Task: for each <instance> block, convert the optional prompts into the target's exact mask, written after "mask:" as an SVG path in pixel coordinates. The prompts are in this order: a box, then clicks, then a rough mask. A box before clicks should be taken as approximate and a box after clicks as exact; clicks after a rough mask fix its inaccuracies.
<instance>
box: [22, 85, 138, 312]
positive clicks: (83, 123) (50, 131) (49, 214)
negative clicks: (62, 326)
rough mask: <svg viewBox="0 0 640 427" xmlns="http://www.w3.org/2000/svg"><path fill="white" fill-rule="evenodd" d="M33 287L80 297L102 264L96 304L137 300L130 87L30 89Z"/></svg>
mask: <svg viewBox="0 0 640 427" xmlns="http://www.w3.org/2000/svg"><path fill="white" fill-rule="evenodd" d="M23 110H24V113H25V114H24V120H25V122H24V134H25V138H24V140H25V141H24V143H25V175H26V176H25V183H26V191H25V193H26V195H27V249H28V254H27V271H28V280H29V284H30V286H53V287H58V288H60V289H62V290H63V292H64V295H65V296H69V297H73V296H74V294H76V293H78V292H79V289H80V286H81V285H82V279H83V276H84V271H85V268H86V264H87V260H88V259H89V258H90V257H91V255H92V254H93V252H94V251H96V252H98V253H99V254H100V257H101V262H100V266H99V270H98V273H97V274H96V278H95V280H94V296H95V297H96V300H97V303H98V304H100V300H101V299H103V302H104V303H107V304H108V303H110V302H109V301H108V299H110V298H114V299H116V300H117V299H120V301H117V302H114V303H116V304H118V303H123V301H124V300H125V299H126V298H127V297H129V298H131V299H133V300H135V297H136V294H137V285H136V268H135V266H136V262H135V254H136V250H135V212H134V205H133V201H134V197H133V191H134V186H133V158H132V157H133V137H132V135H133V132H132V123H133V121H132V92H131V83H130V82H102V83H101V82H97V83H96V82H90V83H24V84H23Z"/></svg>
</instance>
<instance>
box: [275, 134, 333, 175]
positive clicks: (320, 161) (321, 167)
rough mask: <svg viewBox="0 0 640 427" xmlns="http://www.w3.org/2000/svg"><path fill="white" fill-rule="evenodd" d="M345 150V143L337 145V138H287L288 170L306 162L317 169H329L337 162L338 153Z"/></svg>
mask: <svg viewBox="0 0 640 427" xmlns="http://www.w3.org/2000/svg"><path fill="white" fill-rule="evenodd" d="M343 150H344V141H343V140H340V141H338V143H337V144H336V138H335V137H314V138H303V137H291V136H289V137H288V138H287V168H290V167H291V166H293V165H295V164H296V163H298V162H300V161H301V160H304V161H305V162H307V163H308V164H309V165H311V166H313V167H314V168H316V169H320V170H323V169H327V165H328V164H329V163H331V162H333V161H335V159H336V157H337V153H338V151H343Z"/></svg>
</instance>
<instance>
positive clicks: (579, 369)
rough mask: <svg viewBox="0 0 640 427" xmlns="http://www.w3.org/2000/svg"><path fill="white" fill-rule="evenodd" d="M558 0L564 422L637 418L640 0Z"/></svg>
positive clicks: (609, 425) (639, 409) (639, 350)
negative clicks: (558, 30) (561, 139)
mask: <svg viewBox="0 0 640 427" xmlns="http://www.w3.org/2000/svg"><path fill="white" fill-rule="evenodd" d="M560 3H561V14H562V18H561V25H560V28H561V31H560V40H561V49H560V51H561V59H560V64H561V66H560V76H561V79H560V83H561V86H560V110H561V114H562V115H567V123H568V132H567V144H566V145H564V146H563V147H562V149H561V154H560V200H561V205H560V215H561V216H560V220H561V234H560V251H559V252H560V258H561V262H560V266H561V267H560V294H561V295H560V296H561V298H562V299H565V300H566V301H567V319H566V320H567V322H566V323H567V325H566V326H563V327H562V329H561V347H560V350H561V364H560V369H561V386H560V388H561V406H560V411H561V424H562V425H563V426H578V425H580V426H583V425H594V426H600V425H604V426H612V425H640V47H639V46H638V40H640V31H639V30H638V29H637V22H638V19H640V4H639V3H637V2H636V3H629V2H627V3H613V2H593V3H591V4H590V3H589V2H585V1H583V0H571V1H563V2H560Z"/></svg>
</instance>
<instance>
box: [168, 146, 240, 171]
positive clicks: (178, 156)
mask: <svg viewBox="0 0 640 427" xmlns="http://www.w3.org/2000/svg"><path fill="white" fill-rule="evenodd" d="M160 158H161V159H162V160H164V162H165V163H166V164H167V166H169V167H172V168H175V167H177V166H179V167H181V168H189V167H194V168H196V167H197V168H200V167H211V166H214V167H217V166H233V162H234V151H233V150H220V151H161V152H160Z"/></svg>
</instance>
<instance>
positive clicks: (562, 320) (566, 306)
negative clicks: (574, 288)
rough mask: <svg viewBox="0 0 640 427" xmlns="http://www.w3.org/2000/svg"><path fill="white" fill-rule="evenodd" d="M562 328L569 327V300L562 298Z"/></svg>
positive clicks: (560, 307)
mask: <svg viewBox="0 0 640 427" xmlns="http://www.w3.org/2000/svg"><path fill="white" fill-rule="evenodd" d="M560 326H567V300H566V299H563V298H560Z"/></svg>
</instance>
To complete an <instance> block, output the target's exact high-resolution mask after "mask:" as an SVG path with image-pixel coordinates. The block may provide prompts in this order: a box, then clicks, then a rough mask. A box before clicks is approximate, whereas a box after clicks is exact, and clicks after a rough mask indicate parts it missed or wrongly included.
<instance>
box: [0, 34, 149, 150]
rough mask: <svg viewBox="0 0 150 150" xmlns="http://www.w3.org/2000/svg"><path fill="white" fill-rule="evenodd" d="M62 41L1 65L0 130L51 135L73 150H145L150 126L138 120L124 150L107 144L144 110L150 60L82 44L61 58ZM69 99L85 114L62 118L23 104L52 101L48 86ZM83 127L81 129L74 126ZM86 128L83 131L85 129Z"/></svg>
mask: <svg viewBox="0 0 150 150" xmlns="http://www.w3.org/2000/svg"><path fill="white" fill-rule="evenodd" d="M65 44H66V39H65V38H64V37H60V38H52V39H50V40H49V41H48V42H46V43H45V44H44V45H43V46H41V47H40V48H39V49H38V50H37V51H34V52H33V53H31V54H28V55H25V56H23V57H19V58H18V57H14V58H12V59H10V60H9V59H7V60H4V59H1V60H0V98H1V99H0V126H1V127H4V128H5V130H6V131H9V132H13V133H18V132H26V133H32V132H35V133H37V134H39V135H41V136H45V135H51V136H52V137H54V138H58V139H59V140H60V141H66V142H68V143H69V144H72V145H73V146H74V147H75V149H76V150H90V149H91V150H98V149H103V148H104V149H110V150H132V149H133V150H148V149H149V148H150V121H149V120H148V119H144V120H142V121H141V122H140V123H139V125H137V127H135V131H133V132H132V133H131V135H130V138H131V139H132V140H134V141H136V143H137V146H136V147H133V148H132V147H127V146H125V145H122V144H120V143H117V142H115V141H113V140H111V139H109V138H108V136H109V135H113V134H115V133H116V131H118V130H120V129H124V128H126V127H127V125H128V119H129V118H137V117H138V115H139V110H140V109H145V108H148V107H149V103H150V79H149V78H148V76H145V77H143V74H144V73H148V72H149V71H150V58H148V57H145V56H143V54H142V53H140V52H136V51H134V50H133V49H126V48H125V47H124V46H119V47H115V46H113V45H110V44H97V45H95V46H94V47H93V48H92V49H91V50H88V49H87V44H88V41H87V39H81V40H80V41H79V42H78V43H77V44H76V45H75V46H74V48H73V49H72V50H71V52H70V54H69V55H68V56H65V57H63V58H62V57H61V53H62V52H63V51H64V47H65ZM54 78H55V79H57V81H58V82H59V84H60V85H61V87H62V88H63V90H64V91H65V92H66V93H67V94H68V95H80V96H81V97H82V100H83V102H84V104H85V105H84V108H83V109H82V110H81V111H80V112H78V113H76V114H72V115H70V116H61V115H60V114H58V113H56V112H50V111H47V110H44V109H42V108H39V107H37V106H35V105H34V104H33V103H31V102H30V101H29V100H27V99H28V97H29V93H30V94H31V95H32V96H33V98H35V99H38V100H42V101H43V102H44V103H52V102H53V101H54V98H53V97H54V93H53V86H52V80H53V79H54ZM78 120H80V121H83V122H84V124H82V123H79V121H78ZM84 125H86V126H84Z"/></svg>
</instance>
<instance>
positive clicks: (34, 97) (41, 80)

────

→ Request
How many lines of the data above contain the string "negative"? Reply with the number only.

→ Worked solution
3